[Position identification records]
· · · · ·

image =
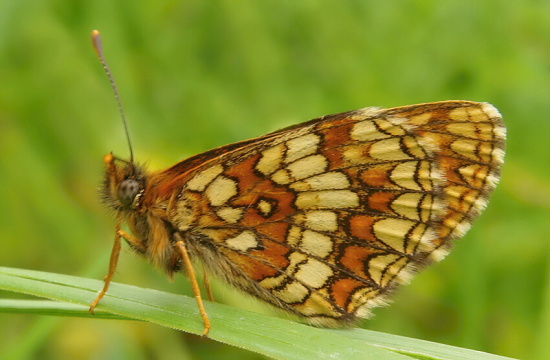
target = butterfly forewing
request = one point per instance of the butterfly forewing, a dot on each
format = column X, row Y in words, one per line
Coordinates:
column 325, row 218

· · · · ·

(Set problem)
Output every line of the records above as a JSON list of strings, one string per line, without blank lines. Leave the pictures out.

(Written solution)
[
  "image =",
  "target = butterfly forewing",
  "request = one point per instance of the butterfly forewing, a dot on each",
  "format = column X, row Y in words, one per line",
  "Coordinates:",
  "column 325, row 218"
]